## BEGIN Document section

Linkers also identify where the execution is to start at. A small but critical thing and is not the "main()" type functions that beginners tend to believe is the start of their code's run but some place deep with the language library that is automagically included into the build in perhaps obscure ways. This startup code assures all the stuff needed for successful execution happens, like getting ready to handle malloc(), use inherited open files, setting up environment variables, setting up the stack and heap, and the like. Once all this is done main()'s code is used to kick off the user's code. While the linker has nothing to do with this initialization code, nor the final completion code that runs when the program exits or the main returns, the linker does point assure this start up code is present, which also includes properly exit when user code is done.
Once built the linker is done, with the big exclusion of possibility handling dynamic modules that get loaded when called. How such are handled are heavily dependent on the OS and the nature of the link. Sometimes a linker can be involved and sometimes it is "just" loading a module file.
In my view the "loader" that reads in executables into the proper memory, zeros out some chunks of memory, and other start up handling, as a key partner with the linker. While a key partner it is definitely a separate program.

## END Document section

# Requirements
a) In the passage on linkers, which program does the writer call a key partner of the linker but a separate program?
b) Gather every line of the rows below that contains the string "bulb".

## BEGIN Task material

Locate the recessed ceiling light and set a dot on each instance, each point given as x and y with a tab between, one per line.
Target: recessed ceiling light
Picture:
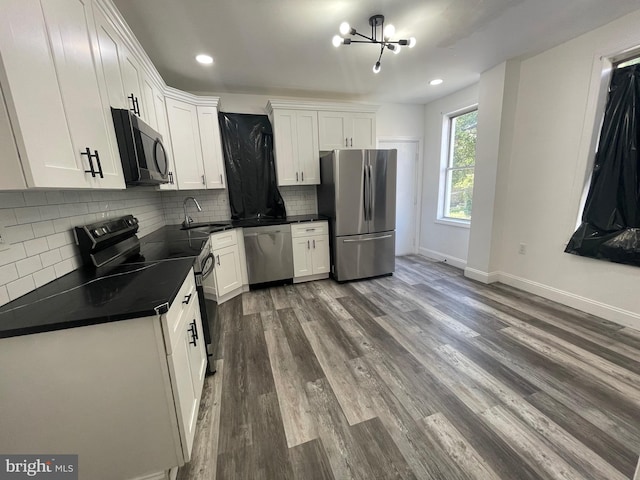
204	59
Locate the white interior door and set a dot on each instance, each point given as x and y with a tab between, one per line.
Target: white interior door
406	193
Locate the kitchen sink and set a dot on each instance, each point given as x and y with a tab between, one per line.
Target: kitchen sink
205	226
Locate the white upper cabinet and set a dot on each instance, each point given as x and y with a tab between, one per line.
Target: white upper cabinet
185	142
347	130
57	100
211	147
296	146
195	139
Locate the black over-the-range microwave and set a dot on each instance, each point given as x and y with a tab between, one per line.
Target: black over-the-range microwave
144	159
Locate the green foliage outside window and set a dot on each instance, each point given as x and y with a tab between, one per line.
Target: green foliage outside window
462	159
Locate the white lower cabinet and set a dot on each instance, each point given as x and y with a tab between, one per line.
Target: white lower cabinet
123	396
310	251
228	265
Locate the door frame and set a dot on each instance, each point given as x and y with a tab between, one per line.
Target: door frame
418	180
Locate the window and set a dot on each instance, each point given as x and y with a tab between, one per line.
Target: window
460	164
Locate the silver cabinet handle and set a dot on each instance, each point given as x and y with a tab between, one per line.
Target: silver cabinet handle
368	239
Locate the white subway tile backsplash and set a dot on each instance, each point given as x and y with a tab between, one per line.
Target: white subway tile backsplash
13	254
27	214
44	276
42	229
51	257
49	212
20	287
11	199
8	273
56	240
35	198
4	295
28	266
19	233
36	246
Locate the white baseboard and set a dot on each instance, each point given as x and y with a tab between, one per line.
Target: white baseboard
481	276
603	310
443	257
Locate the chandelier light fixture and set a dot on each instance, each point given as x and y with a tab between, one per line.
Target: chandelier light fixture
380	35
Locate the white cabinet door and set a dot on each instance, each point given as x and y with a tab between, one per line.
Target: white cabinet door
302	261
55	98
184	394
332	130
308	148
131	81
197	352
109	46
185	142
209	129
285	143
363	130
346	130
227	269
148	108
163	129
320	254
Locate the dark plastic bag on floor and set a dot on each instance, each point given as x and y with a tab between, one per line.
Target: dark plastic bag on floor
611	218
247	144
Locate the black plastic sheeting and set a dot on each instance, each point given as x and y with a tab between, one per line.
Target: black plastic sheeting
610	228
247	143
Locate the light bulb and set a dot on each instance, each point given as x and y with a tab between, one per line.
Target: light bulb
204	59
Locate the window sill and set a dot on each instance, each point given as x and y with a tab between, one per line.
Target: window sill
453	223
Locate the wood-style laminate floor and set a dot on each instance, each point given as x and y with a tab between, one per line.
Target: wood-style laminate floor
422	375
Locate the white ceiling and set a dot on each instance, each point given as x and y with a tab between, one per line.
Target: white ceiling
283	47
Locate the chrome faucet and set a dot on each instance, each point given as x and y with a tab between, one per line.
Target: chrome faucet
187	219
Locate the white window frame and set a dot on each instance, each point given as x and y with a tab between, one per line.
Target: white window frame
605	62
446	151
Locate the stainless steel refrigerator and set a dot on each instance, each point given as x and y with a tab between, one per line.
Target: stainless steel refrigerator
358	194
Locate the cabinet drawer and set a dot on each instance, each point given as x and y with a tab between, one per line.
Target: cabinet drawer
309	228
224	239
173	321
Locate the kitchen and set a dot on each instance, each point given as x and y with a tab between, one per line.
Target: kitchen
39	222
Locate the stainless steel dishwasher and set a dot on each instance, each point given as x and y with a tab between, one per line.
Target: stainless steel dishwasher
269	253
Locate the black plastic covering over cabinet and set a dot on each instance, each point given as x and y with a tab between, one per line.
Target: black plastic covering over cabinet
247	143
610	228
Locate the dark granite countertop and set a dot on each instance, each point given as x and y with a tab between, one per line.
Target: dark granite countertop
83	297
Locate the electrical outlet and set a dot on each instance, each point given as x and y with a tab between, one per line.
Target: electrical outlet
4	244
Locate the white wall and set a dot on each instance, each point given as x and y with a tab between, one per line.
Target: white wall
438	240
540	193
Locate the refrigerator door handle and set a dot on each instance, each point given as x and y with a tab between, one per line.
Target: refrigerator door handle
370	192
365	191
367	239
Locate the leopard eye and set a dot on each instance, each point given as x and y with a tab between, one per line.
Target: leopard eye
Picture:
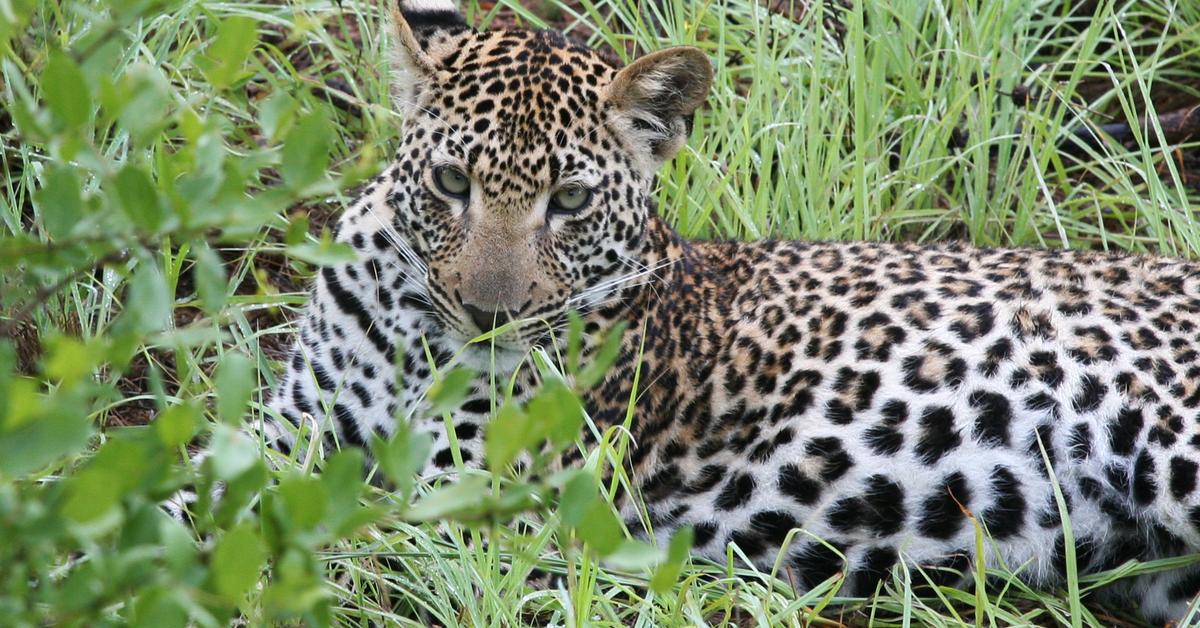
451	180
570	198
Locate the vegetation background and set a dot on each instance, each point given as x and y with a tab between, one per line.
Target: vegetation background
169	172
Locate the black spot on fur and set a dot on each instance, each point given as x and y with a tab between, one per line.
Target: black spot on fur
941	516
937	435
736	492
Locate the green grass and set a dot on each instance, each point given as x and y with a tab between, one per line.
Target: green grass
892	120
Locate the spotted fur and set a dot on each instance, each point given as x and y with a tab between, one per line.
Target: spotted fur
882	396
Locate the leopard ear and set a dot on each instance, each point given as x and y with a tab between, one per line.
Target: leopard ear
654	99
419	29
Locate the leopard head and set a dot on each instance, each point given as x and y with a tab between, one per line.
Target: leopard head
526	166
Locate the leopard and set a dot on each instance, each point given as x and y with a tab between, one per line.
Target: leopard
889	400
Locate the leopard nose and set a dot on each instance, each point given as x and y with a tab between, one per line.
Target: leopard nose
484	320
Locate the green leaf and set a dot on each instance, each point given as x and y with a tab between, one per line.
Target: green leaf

## END Task material

# Answers in order
a) The loader.

b)
Locate the light bulb and set a dot on each instance, each point given as x and y with a tab between, one per line.
Target: light bulb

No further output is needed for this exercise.